— Work to complete —
Please write out only the lines from the line with "In the image provided above, locate woman's ear." to the line with "Can you spot the arch in", inclusive, exactly as they stand below, without the pictures.

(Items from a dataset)
....................

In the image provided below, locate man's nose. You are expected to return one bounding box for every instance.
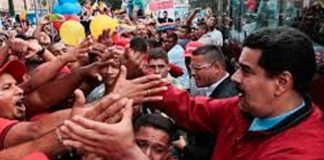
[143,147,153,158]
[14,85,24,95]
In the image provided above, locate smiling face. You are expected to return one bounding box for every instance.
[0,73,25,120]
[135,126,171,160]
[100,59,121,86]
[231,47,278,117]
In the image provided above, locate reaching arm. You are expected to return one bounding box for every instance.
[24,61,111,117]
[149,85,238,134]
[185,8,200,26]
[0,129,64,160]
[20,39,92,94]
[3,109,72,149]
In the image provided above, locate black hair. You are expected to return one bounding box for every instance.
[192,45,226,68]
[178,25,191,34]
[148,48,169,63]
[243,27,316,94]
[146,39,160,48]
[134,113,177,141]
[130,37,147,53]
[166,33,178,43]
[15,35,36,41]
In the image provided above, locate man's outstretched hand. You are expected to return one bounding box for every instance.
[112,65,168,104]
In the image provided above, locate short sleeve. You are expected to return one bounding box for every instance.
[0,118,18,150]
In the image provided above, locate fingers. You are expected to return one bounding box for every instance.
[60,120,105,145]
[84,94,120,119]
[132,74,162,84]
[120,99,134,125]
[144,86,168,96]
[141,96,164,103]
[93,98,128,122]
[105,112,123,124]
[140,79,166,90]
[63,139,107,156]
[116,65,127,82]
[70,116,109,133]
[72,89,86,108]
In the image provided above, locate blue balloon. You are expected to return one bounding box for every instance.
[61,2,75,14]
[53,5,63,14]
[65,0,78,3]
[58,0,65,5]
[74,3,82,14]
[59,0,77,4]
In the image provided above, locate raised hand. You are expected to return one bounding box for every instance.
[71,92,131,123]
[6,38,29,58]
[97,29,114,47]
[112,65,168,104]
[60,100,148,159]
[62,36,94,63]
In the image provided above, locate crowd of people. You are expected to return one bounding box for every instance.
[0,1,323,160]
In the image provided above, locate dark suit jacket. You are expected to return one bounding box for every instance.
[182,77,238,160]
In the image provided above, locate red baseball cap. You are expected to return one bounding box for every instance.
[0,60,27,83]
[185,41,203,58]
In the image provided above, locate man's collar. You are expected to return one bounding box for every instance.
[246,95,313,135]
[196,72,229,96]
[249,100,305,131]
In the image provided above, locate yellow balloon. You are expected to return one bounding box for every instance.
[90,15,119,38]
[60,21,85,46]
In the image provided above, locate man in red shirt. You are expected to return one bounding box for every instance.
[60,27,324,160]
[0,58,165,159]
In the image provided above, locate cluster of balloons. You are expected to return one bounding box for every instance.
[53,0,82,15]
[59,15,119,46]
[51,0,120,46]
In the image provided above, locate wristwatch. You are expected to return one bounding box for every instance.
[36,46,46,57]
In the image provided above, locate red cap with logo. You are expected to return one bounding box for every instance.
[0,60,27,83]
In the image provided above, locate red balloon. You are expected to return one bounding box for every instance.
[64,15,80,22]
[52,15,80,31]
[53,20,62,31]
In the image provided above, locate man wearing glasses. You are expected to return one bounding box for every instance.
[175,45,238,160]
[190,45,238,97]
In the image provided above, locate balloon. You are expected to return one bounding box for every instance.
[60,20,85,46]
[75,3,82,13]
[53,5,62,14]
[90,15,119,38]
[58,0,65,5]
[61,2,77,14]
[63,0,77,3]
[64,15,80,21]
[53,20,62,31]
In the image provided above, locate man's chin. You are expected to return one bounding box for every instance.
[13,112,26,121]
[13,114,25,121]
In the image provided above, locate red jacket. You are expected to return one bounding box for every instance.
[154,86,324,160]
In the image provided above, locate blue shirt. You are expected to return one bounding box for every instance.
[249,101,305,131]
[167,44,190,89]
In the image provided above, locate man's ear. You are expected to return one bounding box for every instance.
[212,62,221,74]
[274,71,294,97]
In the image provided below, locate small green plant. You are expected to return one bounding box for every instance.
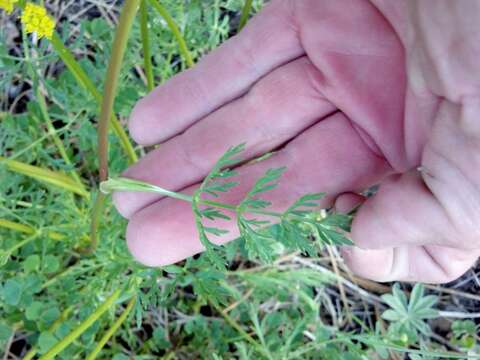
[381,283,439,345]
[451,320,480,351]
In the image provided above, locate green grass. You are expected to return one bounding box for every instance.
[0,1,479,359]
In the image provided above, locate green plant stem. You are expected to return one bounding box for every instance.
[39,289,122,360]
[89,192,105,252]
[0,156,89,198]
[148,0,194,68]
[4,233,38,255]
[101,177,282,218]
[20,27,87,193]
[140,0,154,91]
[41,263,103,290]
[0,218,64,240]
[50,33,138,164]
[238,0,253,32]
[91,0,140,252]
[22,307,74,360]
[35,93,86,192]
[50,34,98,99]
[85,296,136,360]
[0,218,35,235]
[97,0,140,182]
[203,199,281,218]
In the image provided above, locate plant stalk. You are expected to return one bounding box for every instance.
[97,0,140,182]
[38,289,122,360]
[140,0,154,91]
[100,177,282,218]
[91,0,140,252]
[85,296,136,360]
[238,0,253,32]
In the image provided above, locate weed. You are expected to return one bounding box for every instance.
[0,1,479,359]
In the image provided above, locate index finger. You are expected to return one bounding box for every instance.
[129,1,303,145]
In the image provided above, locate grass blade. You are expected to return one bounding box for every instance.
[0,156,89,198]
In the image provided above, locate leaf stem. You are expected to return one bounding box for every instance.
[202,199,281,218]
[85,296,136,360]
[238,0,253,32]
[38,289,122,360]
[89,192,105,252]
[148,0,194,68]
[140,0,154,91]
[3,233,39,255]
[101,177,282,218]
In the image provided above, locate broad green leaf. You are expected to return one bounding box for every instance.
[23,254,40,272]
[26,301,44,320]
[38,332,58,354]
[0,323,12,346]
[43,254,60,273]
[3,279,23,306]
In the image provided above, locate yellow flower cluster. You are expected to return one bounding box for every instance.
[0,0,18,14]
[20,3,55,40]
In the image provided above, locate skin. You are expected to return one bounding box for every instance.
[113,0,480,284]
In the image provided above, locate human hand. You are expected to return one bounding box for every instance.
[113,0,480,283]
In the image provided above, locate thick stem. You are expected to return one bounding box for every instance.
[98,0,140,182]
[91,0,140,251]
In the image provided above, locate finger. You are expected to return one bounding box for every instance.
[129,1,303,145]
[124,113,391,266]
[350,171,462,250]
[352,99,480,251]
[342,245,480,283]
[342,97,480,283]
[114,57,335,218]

....................

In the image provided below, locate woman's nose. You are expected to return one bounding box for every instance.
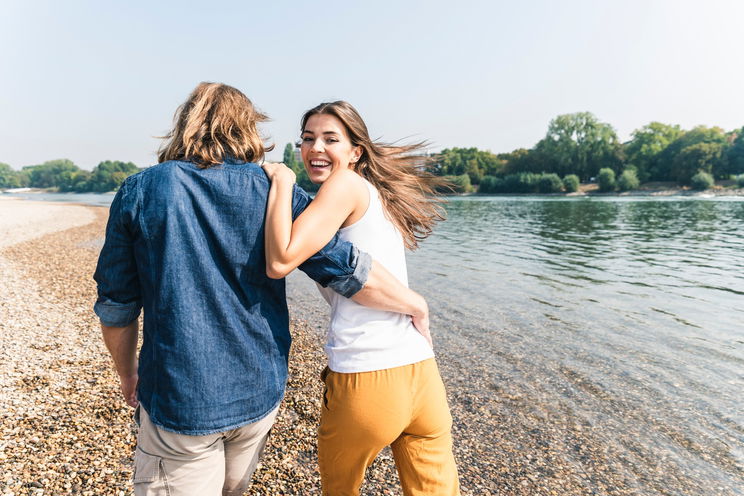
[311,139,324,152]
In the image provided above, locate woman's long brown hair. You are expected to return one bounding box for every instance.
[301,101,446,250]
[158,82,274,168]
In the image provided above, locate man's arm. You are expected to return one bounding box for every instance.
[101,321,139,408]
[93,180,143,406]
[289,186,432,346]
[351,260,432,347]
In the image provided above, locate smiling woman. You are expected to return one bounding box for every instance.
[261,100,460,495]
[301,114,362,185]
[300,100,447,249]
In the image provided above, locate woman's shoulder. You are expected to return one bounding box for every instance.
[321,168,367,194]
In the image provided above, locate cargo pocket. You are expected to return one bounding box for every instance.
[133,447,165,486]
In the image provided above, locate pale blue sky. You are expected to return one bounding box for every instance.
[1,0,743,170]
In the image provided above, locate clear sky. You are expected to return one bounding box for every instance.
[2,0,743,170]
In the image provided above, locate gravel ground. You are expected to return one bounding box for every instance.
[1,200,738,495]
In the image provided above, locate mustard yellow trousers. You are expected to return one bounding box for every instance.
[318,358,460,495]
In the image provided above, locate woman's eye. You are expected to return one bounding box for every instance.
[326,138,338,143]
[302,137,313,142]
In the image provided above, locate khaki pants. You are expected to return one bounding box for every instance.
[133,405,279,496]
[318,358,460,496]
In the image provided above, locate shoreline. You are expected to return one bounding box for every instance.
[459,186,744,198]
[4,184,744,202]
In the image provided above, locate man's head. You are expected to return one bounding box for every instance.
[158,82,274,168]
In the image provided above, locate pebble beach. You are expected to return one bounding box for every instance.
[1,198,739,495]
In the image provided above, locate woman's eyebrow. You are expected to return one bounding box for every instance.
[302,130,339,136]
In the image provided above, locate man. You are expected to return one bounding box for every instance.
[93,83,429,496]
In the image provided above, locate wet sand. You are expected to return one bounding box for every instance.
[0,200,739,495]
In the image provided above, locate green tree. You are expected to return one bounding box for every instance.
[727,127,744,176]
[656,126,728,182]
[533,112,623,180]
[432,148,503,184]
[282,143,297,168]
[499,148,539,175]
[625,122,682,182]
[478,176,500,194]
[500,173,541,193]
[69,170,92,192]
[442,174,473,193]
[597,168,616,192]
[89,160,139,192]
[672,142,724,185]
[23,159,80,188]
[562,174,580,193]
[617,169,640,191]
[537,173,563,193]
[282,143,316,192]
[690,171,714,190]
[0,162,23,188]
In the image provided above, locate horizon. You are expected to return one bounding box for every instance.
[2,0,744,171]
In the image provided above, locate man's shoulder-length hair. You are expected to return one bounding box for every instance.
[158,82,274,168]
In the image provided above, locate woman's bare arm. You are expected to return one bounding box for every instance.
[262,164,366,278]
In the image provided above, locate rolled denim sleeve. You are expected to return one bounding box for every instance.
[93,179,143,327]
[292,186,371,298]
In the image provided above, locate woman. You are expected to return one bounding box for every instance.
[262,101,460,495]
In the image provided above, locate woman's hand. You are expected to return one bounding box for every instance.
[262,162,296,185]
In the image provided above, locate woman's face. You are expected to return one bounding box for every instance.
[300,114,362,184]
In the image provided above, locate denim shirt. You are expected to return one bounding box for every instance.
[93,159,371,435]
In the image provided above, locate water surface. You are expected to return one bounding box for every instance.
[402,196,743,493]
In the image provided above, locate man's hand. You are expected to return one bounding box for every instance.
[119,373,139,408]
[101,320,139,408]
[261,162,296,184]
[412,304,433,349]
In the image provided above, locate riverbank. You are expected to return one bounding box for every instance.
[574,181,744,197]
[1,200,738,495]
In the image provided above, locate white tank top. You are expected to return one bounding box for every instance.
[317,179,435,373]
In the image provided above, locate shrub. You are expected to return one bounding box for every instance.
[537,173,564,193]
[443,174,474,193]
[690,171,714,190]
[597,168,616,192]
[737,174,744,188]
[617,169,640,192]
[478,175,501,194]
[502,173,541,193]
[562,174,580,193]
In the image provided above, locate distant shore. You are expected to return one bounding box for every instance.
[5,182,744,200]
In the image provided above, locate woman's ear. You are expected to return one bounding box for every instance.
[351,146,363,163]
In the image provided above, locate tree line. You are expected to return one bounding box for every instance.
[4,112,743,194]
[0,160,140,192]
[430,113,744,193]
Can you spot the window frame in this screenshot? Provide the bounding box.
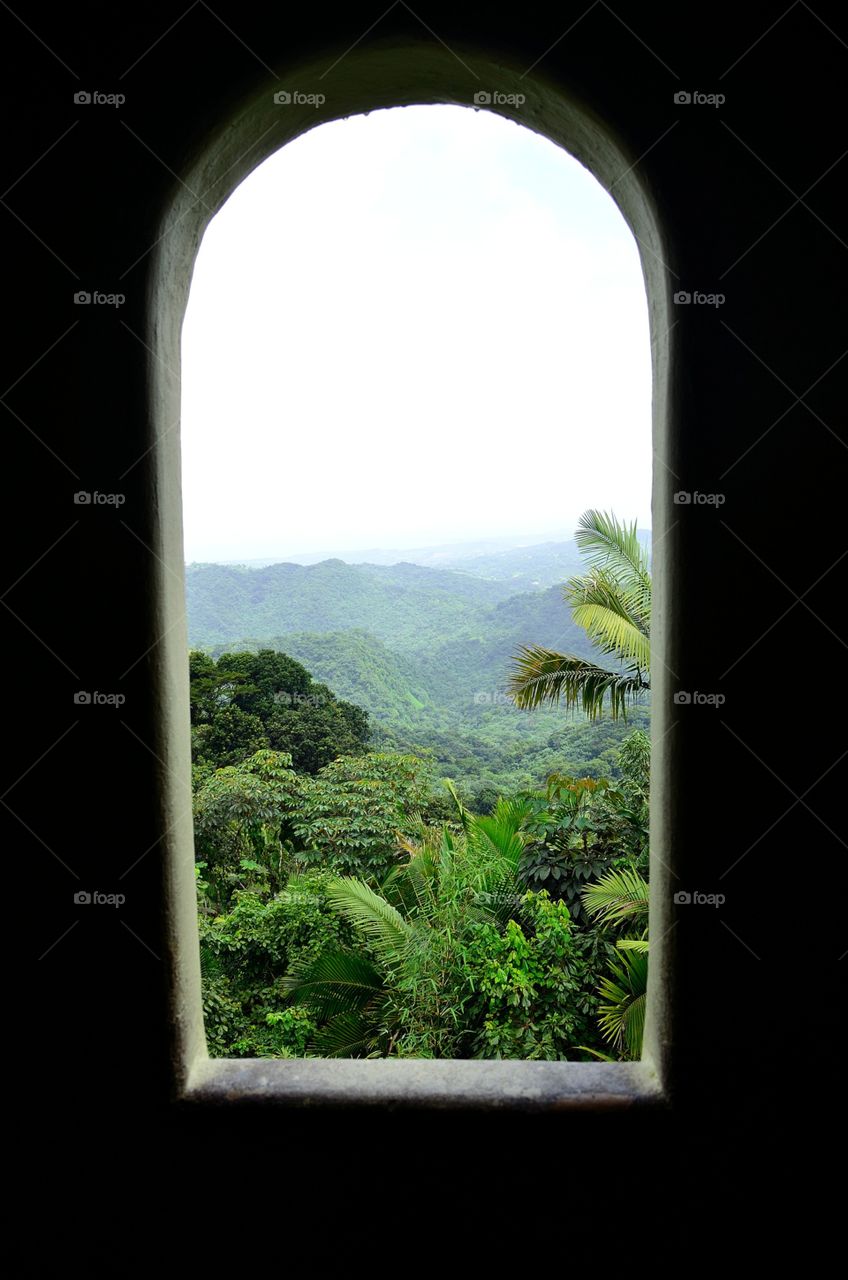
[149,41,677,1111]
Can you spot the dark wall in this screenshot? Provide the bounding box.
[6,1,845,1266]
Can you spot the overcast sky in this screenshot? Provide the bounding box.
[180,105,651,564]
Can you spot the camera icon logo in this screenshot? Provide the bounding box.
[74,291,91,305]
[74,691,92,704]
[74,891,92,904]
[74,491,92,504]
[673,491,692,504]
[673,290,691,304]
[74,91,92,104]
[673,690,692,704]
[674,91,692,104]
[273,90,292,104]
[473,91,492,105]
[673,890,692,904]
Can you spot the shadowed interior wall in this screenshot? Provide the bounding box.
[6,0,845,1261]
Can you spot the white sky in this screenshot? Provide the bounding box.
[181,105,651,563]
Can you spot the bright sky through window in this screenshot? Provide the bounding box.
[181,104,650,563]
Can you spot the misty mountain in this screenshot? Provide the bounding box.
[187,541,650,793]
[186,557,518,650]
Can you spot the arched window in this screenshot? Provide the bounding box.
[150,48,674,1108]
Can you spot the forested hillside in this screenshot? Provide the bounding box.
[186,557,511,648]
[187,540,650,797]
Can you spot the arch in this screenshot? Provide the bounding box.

....................

— Solution for this problem —
In the image provided above, locate woman's ear. You are expected to return one bounding box for every instance.
[351,146,363,163]
In the image provided above, locate tree line. You are expected to return one bounding box for every instance.
[4,112,743,194]
[0,160,140,192]
[430,113,744,193]
Can you spot the window frame in this screenshot? Provide the bounding box.
[149,41,677,1111]
Can you spot the dark wall in this screenshot? Provide the bounding box.
[6,1,845,1266]
Can you spot the overcast sky in this screenshot? Provide the bounding box.
[180,105,651,564]
Can you spot the camera icon logo in this screenshot? Provide the bounding box.
[74,291,91,305]
[74,691,92,704]
[74,891,92,904]
[74,491,92,504]
[673,491,692,504]
[673,290,691,304]
[74,91,92,104]
[673,690,692,704]
[674,91,692,104]
[273,90,292,104]
[473,91,492,105]
[673,890,692,904]
Can you spot the shadowed interior wall in this screenshot? Provide the bounding box.
[6,0,845,1261]
Can you spot the white sky in this screenshot? Provide the bounding box.
[181,105,651,563]
Can you spot the bright sky through window in this screenshot? Provide the bounding box.
[181,104,650,563]
Can you spot the misty mountain in this screenshot? Provide the bounding box.
[187,541,650,793]
[186,557,518,650]
Can you spot the arched window in this screenshot? Provide the bounding box.
[150,48,674,1108]
Can you spot the forested hillside in this screenshot? Provide the bounding box.
[186,557,511,648]
[187,540,650,797]
Can you spot the arch in this screenshot? Provide the bounding box.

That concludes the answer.